▶ **Set exercise**
Copy every one of the following items word for word, changing nothing.

## start Entries shown

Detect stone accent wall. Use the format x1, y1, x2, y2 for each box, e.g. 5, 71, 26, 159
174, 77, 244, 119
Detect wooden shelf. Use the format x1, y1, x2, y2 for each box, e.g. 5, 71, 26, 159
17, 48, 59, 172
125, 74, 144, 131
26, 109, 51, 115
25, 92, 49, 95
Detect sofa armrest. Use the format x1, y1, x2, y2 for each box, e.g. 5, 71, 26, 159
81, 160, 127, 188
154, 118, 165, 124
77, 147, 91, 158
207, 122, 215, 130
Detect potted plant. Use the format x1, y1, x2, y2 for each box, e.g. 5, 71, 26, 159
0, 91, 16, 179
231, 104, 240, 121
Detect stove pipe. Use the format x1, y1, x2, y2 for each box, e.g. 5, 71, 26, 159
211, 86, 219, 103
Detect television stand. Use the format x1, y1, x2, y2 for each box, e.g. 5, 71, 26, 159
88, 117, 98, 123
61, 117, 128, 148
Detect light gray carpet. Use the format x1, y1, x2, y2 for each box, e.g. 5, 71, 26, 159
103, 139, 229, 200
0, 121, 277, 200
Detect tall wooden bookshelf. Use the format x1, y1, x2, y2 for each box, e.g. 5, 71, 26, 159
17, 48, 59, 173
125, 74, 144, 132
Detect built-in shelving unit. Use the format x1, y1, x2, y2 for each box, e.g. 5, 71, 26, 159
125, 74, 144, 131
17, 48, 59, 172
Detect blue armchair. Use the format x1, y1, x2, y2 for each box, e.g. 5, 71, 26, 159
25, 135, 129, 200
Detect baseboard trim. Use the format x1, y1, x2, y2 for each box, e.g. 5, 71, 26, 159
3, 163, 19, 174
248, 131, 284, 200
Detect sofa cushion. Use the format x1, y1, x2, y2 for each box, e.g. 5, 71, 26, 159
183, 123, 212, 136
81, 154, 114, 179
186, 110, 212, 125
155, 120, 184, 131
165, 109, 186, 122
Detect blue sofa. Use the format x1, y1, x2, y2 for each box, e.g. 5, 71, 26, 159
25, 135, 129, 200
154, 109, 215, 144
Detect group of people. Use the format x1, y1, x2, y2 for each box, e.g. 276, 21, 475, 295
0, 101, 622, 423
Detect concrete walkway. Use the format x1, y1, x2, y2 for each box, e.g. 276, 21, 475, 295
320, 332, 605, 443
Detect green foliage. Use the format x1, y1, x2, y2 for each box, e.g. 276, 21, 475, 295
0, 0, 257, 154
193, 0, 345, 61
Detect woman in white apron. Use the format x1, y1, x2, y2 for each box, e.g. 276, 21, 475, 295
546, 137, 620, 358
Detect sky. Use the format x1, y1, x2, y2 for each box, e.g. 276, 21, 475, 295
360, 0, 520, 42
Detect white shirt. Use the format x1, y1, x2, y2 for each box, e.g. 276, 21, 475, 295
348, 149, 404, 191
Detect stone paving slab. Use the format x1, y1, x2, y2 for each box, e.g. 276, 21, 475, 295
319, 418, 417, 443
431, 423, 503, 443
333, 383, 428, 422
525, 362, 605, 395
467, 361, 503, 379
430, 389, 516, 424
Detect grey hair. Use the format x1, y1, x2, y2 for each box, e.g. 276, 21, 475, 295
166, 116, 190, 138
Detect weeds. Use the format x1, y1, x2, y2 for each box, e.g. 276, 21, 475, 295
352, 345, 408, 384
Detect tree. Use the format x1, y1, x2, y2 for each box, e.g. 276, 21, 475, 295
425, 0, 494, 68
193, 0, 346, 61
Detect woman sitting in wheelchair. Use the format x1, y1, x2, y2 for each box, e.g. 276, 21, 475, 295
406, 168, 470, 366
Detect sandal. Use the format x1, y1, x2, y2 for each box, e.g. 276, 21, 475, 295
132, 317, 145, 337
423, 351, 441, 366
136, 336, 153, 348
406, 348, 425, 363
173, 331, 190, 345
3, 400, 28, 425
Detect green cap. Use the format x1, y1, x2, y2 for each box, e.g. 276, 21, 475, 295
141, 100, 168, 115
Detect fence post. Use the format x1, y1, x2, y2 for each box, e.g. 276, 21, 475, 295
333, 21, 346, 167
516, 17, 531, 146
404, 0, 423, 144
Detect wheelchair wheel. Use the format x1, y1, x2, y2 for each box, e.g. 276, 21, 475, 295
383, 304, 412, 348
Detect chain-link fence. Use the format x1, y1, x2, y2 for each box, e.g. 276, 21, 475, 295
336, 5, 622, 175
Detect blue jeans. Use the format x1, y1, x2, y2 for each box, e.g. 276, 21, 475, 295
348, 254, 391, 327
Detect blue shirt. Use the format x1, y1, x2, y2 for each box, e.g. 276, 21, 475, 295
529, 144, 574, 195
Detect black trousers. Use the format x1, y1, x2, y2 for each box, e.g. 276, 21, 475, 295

## end Entries shown

▶ **Result**
Detect stone accent wall. Use the format x1, y1, x2, y2 for each box, e.g. 5, 71, 26, 159
174, 77, 244, 119
Detect wooden shelf. Use the format x1, y1, x2, y2 for each box, e.g. 5, 71, 26, 159
17, 48, 59, 172
125, 74, 144, 131
26, 109, 51, 115
25, 92, 49, 95
Detect sofa armrest. Use the format x1, y1, x2, y2 for each box, e.g. 5, 71, 26, 159
81, 160, 127, 188
154, 118, 165, 124
77, 147, 91, 158
207, 122, 215, 130
Detect potted plant. Use the format x1, y1, x2, y2 for each box, e.g. 5, 71, 26, 159
0, 91, 16, 179
231, 104, 240, 121
Detect stove pipe. Use the format x1, y1, x2, y2 for each box, e.g. 5, 71, 26, 159
211, 86, 219, 103
Detect television stand. Use the format x1, y1, x2, y2 for each box, e.g. 5, 71, 26, 159
88, 117, 98, 123
61, 117, 128, 148
Detect light gray carpet. Use the format x1, y1, x2, y2 for each box, e.g. 5, 71, 26, 159
103, 139, 229, 200
0, 121, 277, 200
Detect tall wooden bookshelf. Use the format x1, y1, x2, y2 for each box, e.g. 5, 71, 26, 159
17, 48, 59, 173
125, 74, 144, 132
Detect built-in shelving unit. Use the format x1, y1, x2, y2 for each box, e.g. 5, 71, 26, 159
125, 74, 144, 131
17, 48, 59, 172
Detect blue armchair. Use the format x1, y1, x2, y2 for each box, e.g. 5, 71, 26, 159
25, 135, 129, 200
Detect baseboard trim. Use the format x1, y1, x2, y2 for each box, e.g. 5, 71, 26, 159
3, 163, 19, 174
248, 131, 284, 200
Detect sofa cushion. Use the format x1, y1, x2, y2 for each box, e.g. 5, 71, 26, 159
183, 123, 212, 136
81, 154, 114, 179
186, 110, 212, 125
155, 120, 184, 131
165, 109, 186, 122
Detect blue sofa. Use the format x1, y1, x2, y2 for each box, e.g. 5, 71, 26, 159
25, 135, 129, 200
154, 109, 215, 144
Detect group of people. Use the format x1, y1, x2, y2 for each box, e.g. 276, 21, 475, 295
0, 101, 622, 423
Detect concrete walkway. Use the format x1, y1, x2, y2 for each box, e.g. 276, 21, 475, 295
320, 332, 605, 443
Detect green foliage. Use the format x1, y1, x2, y2 for each box, e.g. 276, 21, 475, 295
0, 0, 257, 154
193, 0, 345, 61
Detect woman in white apron. Use the format x1, y1, x2, y2 for each box, e.g. 276, 21, 475, 295
546, 137, 620, 358
Detect sky. Use the format x1, y1, x2, y2 for each box, e.g. 276, 21, 475, 295
360, 0, 520, 42
Detect white shirt. Use the format x1, y1, x2, y2 for each box, e.g. 276, 21, 475, 295
348, 149, 404, 191
Detect stone paving slab. Use the format x1, y1, x2, y2 for each box, e.g. 276, 21, 475, 295
319, 418, 417, 443
431, 423, 503, 443
333, 383, 428, 422
525, 362, 605, 395
467, 361, 503, 379
430, 389, 516, 424
Detect grey hair. Use the format x1, y1, x2, y2 for each box, e.g. 276, 21, 475, 295
166, 116, 190, 138
Detect weeds. Use the format x1, y1, x2, y2 for each box, e.g. 276, 21, 475, 295
352, 345, 408, 384
Detect tree. Use the format x1, y1, x2, y2 for each box, e.g. 276, 21, 475, 295
425, 0, 494, 68
193, 0, 346, 61
Detect woman sitting in wheelchair. Use the format x1, y1, x2, y2 for each box, e.g. 276, 21, 475, 295
406, 168, 470, 366
Detect sandal. Use the format x1, y1, x2, y2 for each box, e.g. 276, 21, 475, 295
132, 317, 145, 337
423, 351, 441, 366
136, 336, 153, 348
406, 348, 425, 363
173, 331, 190, 345
3, 400, 28, 425
Detect green cap. Use the format x1, y1, x2, y2 for each box, e.g. 276, 21, 475, 295
141, 100, 168, 115
Detect fence post. Use the format x1, y1, x2, y2 for each box, e.g. 276, 21, 475, 295
333, 21, 346, 167
516, 17, 531, 146
404, 0, 423, 144
Detect wheelchair wheel. Use the format x1, y1, x2, y2 for each box, e.g. 276, 21, 475, 295
383, 304, 412, 348
Detect chain-link fence. Use the format x1, y1, x2, y2 for each box, e.g. 276, 21, 475, 295
336, 5, 622, 175
Detect blue jeans. Use the format x1, y1, x2, y2 for each box, e.g. 276, 21, 475, 295
348, 254, 391, 327
Detect blue shirt. Use the format x1, y1, x2, y2 for each box, e.g. 276, 21, 475, 295
529, 144, 574, 195
Detect black trousers. Use the format x1, y1, x2, y2 for each box, e.g. 276, 21, 475, 295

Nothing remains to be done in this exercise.